Work to be completed: Print the entries exactly, starting with the line that contains "Find the overcast" and going on through the last line of the entries.

Provided data:
——

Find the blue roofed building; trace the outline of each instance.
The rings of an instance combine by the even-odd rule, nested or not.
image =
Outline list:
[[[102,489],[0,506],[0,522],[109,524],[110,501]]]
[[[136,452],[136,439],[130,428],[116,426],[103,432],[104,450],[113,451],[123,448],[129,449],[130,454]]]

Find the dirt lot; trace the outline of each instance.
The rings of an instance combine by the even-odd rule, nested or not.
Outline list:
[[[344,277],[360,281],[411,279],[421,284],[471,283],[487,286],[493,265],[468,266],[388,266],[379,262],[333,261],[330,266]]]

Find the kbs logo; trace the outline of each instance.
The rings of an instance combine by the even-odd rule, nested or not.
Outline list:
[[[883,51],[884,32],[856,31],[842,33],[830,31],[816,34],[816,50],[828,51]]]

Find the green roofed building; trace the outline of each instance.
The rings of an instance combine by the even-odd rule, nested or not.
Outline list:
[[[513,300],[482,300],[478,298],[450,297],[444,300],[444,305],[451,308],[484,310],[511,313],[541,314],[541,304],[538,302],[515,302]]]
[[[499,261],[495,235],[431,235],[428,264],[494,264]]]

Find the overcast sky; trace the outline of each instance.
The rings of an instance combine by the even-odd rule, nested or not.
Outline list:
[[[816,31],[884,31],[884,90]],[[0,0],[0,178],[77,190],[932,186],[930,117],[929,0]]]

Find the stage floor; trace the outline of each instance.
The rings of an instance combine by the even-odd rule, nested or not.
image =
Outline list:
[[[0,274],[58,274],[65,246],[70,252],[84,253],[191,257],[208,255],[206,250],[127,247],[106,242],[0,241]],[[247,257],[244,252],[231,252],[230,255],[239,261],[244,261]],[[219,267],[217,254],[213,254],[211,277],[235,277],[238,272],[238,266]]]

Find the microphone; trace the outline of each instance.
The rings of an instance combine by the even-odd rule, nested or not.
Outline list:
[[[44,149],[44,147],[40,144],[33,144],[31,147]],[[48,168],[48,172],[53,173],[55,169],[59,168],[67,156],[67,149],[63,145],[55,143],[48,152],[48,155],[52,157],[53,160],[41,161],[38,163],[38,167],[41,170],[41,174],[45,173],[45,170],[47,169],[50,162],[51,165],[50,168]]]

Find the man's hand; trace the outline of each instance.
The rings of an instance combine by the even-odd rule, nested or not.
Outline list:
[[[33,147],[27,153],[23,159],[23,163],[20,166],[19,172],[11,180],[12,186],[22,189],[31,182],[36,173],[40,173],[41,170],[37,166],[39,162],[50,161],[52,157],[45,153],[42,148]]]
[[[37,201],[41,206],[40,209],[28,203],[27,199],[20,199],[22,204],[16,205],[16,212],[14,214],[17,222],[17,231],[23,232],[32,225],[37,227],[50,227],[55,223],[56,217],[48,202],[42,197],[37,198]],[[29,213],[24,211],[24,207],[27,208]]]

——

Response to this exercise:
Find the overcast sky; trace the outline of each instance.
The rings of an instance combine by the even-odd rule, nested or not.
Outline list:
[[[816,31],[884,31],[884,90]],[[0,0],[0,178],[77,190],[932,186],[930,117],[929,0]]]

Find the stage floor; trace the outline of each instance.
The rings of an instance combine by the even-odd rule, nested or not.
image =
Outline list:
[[[0,274],[58,274],[65,246],[70,252],[84,253],[191,257],[208,255],[206,250],[127,247],[106,242],[0,241]],[[247,257],[244,252],[231,252],[230,255],[239,261],[244,261]],[[219,267],[217,254],[213,254],[211,277],[235,277],[238,272],[238,266]]]

Find the microphone; trace the outline of each instance.
The rings of an instance combine by the even-odd rule, nested or not.
Outline list:
[[[44,149],[44,147],[40,144],[33,144],[31,147]],[[48,168],[48,172],[53,173],[55,169],[59,168],[67,156],[67,149],[63,145],[55,143],[48,152],[48,155],[52,157],[53,160],[41,161],[38,163],[38,167],[41,170],[41,174],[45,173],[45,170],[47,169],[50,162],[51,165],[50,168]]]

Find the man's hand; trace the outline of each instance.
The rings of an instance combine by the even-odd rule, nested or not.
Outline list:
[[[33,147],[27,153],[23,159],[23,163],[20,166],[19,172],[11,180],[12,186],[22,189],[31,182],[36,173],[40,173],[41,170],[37,166],[39,162],[50,161],[52,157],[45,153],[42,148]]]
[[[37,201],[41,206],[40,209],[28,203],[27,199],[20,199],[22,204],[16,205],[16,212],[14,214],[17,222],[17,231],[23,232],[32,225],[37,227],[50,227],[55,223],[56,217],[48,202],[42,197],[37,198]],[[29,213],[24,211],[24,207],[27,208]]]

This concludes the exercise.